**What you are asked to do**
Each line of the data should be transcribed exactly as given.

** Data records follows **

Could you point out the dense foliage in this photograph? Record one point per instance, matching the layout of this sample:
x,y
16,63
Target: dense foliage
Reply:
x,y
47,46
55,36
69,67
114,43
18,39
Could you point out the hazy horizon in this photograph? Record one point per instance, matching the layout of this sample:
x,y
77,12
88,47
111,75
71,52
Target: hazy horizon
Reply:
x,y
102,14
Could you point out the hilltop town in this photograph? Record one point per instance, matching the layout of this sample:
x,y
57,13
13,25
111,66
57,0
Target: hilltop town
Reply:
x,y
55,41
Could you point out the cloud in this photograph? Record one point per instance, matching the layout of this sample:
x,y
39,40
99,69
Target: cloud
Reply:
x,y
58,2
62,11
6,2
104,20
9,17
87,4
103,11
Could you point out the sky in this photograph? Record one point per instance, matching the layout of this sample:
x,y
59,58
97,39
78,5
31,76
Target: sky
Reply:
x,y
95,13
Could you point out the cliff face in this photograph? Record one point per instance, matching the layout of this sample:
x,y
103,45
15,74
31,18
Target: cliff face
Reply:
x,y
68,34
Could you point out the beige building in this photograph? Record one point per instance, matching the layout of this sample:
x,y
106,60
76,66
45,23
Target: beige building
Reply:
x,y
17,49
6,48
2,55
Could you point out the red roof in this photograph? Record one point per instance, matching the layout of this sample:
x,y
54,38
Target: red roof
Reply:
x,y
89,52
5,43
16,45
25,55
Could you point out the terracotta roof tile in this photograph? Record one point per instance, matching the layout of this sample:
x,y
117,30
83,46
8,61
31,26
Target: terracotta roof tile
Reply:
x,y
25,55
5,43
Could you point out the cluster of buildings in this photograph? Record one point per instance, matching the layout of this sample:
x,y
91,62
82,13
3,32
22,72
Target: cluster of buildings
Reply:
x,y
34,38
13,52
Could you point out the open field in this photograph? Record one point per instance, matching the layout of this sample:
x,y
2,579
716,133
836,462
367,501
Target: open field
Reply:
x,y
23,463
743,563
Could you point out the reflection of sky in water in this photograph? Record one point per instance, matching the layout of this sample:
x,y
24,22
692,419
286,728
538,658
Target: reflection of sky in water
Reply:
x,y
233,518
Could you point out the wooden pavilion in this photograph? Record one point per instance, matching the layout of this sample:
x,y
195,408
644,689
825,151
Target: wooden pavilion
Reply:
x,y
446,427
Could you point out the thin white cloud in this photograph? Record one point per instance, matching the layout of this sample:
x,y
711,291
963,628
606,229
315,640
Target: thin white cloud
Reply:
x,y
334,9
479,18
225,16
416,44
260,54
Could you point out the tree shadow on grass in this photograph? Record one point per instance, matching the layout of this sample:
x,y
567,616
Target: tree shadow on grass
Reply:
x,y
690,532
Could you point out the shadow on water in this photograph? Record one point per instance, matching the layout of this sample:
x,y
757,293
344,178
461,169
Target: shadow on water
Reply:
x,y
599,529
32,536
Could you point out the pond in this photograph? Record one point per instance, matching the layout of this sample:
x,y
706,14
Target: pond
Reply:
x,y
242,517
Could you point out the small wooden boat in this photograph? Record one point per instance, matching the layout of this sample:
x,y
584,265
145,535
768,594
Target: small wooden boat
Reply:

** End of Data records **

**Response to the task**
Could you point out the dense foliage in this photograph? Record one point per instance, matching the layout of this sample:
x,y
16,63
Target: dense foliage
Reply:
x,y
47,46
55,36
69,67
114,43
18,39
Could you point out the hazy horizon in this photograph? Record one point per instance, matching the layout of this sample:
x,y
77,12
88,47
111,75
71,52
Target: hazy horizon
Reply:
x,y
102,14
Could you point out the hilltop town in this photograph? Record one point per instance, matching the layout of this sample:
x,y
57,13
13,25
111,66
57,0
Target: hilltop town
Reply:
x,y
55,41
Could you point out the cloud in this photograph? Record one point per instance, matching the layout of this sample:
x,y
39,40
99,69
Target: cloud
Reply:
x,y
58,2
62,11
6,2
104,20
9,17
87,4
103,11
Could you point out the sky in this photograph? Record one point per instance, matching the layout of this sample:
x,y
59,58
97,39
78,5
31,76
Target: sky
Reply:
x,y
95,13
Could you point out the cliff face in this photograph? Record one point per instance, matching the layout of this sample:
x,y
103,45
15,74
31,18
Target: cliff face
Reply:
x,y
68,34
Could you point out the beige building in this photograph? Record one point per instance, matching the layout of this sample:
x,y
106,60
76,66
45,23
Target: beige building
Reply:
x,y
17,49
6,48
2,55
Could you point out the red roof in this photograph? Record one point per instance, matching the layout of this sample:
x,y
54,38
Target: red roof
Reply:
x,y
89,52
5,43
16,45
25,55
Could you point out the terracotta roof tile in this photograph? Record one point per instance, matching the layout of this sample:
x,y
117,30
83,46
8,61
31,26
Target: terracotta roof tile
Reply:
x,y
25,55
5,43
Could you point out the cluster of buildings in this photograph? Record one point per instance, matching the layout of this sample:
x,y
91,62
82,13
3,32
22,72
Target: cluster of buildings
Reply:
x,y
34,38
13,52
Could you point out the open field in this photograph? Record one point per instance, matching the layout of this sample:
x,y
2,579
716,133
836,462
367,501
Target: open field
Reply:
x,y
23,463
743,563
Could you point out the reflection of sky in water in this photograph? Record one point per instance, matching the layout of this sample:
x,y
24,22
692,419
286,728
538,658
Target: reflection of sky in water
Reply:
x,y
233,518
Could you point out the wooden pavilion in this photograph? Record one point per instance, matching the layout of this sample:
x,y
195,408
644,689
825,151
Target: wooden pavilion
Reply:
x,y
446,427
Could you point out the thin white cloud in this photograph? Record one point per instance, matching the layout of this sample:
x,y
711,291
963,628
606,229
315,640
Target: thin white cloud
Reply:
x,y
334,9
479,18
225,16
416,44
260,54
Could you point out the tree shadow on grass in this photograph? Record one point per instance, matching the layout of this sample:
x,y
567,616
Target: tree shadow on grass
Reply:
x,y
690,532
Could you point out the shadow on water in this photograph? Record one point per instance, matching the layout of this sample:
x,y
757,293
344,178
461,169
Target: shadow on water
Reply:
x,y
599,529
32,536
Could you point out the pond in this photograph? Record one point per instance, matching the layout of this sample:
x,y
706,14
Target: pond
Reply:
x,y
242,517
Could you point out the small wooden boat in this photograph? Record one point per instance, matching the layout of this sample:
x,y
584,265
145,535
768,594
Target: small wooden boat
Reply:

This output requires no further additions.